**Task details**
Give again, word for word, every line in the entries below from the line with "of the rocky" up to and including the line with "the tree in", and no other line.

START Information given

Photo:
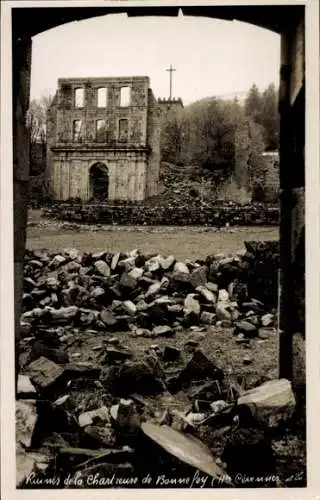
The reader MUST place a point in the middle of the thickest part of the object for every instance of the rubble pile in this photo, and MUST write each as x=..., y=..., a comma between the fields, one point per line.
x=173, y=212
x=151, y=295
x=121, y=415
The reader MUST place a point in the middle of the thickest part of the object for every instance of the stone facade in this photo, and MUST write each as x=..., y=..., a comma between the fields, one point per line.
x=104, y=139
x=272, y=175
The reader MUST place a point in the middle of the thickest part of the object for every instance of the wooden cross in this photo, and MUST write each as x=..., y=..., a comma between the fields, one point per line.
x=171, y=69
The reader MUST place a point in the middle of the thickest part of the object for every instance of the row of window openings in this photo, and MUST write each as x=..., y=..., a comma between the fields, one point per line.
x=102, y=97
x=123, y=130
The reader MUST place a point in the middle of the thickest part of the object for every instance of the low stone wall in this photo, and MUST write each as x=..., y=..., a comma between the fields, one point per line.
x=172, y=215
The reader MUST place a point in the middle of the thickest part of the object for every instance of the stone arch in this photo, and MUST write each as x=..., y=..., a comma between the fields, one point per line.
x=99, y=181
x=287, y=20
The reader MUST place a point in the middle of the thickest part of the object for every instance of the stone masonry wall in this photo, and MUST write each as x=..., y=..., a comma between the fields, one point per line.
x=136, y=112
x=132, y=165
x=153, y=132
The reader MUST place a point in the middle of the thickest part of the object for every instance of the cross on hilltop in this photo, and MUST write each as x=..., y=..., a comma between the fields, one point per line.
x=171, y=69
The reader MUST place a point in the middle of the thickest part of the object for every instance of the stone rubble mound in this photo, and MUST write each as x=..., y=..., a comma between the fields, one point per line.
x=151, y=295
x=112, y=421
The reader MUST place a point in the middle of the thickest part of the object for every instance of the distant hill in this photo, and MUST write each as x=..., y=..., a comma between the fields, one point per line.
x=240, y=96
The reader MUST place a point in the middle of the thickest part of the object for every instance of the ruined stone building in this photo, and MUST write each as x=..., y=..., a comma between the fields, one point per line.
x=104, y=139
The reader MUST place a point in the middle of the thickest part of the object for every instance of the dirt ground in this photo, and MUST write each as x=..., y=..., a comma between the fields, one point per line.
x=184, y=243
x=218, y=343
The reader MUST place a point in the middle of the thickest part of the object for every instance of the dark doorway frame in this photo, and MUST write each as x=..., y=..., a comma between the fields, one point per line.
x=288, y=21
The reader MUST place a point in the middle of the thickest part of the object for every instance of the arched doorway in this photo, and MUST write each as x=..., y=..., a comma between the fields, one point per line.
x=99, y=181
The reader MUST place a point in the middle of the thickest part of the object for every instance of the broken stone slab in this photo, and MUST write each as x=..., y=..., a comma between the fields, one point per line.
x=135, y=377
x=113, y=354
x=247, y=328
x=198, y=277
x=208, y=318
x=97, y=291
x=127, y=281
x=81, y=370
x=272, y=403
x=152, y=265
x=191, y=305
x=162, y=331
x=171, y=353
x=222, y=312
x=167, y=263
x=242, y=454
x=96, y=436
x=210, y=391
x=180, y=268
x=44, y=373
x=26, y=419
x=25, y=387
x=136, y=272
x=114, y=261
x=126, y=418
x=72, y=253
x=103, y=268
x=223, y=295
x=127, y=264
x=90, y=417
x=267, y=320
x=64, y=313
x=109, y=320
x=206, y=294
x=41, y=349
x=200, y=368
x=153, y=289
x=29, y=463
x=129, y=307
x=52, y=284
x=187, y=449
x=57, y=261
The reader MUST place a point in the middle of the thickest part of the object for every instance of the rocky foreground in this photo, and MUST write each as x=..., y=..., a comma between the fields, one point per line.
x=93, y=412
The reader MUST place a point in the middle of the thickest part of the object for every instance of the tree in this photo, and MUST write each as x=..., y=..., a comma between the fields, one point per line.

END Information given
START Information given

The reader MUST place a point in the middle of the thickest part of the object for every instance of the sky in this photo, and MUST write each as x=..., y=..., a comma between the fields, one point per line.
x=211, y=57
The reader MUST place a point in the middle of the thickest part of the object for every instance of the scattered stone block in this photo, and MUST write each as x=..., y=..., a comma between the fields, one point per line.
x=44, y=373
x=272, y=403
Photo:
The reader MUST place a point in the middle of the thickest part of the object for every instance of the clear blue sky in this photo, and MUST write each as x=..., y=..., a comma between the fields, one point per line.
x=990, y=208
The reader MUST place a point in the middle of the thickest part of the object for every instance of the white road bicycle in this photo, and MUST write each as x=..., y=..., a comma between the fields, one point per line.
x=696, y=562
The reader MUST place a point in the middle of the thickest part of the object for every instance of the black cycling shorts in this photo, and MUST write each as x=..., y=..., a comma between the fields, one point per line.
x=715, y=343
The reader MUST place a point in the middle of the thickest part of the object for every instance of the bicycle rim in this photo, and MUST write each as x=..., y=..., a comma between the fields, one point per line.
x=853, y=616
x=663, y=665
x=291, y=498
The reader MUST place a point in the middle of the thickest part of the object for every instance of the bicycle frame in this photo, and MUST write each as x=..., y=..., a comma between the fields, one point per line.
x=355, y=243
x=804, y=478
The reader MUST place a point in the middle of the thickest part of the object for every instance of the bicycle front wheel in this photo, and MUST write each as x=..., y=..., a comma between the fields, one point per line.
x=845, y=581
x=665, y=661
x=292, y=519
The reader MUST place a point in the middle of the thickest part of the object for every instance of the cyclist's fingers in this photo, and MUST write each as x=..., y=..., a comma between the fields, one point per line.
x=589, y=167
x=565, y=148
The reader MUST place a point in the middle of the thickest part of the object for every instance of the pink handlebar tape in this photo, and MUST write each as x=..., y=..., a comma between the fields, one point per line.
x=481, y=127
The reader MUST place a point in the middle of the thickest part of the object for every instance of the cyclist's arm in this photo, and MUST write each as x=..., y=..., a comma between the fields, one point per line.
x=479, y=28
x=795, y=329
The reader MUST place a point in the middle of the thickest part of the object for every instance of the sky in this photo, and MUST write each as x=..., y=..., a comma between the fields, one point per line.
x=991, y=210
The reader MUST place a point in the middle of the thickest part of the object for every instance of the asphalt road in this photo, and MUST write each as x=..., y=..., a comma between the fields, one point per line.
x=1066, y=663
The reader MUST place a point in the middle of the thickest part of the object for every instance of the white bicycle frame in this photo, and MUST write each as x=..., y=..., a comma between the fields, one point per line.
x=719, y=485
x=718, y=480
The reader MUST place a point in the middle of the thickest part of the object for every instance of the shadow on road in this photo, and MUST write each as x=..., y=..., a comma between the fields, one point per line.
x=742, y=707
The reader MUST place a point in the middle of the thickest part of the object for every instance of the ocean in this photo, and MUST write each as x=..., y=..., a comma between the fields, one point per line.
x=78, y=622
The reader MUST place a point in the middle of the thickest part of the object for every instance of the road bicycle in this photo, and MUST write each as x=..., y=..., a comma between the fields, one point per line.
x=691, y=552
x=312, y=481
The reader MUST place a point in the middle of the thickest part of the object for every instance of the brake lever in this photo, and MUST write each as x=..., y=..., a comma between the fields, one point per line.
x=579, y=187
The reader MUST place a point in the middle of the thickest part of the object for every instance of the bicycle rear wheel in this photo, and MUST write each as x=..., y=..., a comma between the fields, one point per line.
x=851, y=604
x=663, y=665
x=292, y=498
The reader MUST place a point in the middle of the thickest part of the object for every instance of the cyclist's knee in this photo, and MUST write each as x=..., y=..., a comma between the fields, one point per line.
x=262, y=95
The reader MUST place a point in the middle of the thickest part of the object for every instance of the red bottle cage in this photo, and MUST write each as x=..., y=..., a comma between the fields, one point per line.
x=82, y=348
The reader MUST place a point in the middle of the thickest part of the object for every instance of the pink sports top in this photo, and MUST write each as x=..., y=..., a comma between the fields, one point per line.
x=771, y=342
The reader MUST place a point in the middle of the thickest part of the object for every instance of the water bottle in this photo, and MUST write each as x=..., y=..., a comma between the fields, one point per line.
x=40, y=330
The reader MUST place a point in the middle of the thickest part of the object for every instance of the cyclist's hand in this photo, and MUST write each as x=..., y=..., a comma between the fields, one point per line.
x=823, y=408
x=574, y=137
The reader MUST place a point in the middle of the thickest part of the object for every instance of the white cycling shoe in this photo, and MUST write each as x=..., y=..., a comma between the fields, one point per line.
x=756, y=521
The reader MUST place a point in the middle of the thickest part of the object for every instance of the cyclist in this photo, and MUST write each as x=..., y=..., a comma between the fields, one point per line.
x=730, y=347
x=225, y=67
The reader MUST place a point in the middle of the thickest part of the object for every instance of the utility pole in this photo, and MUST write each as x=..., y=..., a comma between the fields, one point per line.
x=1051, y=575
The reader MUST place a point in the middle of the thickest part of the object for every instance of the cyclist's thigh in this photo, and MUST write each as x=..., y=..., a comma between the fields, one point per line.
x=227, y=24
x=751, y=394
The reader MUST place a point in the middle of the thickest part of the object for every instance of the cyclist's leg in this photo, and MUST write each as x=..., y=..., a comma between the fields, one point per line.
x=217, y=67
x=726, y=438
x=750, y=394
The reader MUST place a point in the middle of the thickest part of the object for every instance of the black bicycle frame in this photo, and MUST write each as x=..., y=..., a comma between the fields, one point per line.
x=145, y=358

END Information given
START Information given

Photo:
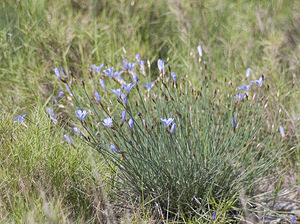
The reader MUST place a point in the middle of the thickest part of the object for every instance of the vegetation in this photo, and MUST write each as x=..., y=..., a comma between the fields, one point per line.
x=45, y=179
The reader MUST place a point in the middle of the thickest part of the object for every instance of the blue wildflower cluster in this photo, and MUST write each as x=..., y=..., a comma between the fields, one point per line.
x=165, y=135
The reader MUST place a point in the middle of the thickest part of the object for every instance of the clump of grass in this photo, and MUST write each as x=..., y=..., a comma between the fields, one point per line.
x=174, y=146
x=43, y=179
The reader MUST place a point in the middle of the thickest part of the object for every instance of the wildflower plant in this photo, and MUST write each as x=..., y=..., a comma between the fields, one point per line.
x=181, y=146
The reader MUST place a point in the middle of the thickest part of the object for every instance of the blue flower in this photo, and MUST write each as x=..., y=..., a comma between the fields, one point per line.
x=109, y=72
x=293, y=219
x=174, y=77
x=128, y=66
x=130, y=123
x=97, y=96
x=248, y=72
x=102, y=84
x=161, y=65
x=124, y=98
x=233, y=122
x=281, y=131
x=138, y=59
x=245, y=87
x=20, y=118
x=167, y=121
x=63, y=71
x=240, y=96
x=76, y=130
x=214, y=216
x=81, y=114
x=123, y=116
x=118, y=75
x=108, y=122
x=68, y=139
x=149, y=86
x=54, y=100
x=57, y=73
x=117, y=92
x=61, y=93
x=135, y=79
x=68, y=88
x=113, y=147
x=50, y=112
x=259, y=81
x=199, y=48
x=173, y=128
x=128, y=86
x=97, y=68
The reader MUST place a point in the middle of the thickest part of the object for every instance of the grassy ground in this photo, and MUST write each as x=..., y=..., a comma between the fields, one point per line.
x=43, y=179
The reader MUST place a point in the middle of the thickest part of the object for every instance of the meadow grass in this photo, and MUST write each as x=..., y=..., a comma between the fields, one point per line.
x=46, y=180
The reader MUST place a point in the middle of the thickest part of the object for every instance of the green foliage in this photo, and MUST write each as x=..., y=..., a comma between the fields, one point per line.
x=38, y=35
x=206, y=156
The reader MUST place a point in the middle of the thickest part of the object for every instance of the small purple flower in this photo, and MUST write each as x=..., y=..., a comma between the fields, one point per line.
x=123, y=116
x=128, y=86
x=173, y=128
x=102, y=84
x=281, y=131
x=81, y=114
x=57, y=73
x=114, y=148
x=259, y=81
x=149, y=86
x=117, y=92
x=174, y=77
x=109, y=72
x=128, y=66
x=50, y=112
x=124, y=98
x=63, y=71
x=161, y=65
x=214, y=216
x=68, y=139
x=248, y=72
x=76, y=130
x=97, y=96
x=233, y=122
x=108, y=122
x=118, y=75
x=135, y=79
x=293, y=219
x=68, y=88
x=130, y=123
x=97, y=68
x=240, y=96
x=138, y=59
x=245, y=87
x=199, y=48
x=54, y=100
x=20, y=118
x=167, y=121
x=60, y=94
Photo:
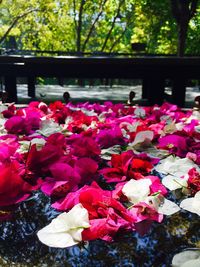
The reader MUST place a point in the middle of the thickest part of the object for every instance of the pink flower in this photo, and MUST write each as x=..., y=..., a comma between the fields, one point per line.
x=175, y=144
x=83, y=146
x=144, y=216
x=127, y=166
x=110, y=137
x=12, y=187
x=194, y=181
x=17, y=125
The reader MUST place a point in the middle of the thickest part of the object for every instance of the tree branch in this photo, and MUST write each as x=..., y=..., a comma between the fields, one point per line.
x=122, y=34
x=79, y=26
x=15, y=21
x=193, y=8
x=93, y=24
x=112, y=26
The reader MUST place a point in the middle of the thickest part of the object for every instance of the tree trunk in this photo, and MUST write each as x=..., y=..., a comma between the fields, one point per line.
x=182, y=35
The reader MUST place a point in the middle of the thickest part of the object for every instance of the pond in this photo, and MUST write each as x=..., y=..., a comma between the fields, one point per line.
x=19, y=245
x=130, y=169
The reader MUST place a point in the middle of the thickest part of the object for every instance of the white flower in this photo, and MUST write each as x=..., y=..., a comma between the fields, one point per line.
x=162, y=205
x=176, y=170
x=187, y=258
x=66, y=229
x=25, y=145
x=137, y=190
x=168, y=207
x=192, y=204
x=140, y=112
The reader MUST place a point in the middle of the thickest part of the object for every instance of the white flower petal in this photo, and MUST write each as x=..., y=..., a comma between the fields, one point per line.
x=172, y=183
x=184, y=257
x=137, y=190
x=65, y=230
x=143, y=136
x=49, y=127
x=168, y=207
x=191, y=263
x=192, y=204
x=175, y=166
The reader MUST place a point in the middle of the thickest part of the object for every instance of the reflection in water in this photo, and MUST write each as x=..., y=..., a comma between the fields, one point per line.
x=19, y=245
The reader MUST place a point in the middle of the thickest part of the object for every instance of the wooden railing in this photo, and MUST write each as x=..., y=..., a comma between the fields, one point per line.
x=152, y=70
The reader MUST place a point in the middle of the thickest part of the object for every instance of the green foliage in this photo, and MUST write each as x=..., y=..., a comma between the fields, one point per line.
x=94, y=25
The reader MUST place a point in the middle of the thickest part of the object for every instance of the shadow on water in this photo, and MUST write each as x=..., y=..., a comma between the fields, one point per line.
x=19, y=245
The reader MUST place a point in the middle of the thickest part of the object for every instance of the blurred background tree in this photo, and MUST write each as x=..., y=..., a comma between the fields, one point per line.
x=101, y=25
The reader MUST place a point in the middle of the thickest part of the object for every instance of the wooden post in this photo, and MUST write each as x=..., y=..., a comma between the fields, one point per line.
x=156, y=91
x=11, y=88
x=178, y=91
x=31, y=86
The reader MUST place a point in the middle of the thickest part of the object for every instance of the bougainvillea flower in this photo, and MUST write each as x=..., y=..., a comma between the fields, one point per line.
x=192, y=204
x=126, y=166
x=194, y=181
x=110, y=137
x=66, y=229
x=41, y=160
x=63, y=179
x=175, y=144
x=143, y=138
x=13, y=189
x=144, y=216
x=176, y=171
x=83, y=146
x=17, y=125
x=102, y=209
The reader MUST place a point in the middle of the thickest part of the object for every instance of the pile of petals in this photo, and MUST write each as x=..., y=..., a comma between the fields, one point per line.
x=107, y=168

END Information given

**Your response**
The reader MUST place a point in the middle of the thickest part of the object for every instance of the rocky foreground in this photo, and MUST write each as x=..., y=..., a comma between the fields, one point per line.
x=93, y=412
The reader MUST place a point in the middle of the thickest part of the object for every instance of the tree in this photo, and MUST write each as x=..., y=..., a comma between the fields, one point per line.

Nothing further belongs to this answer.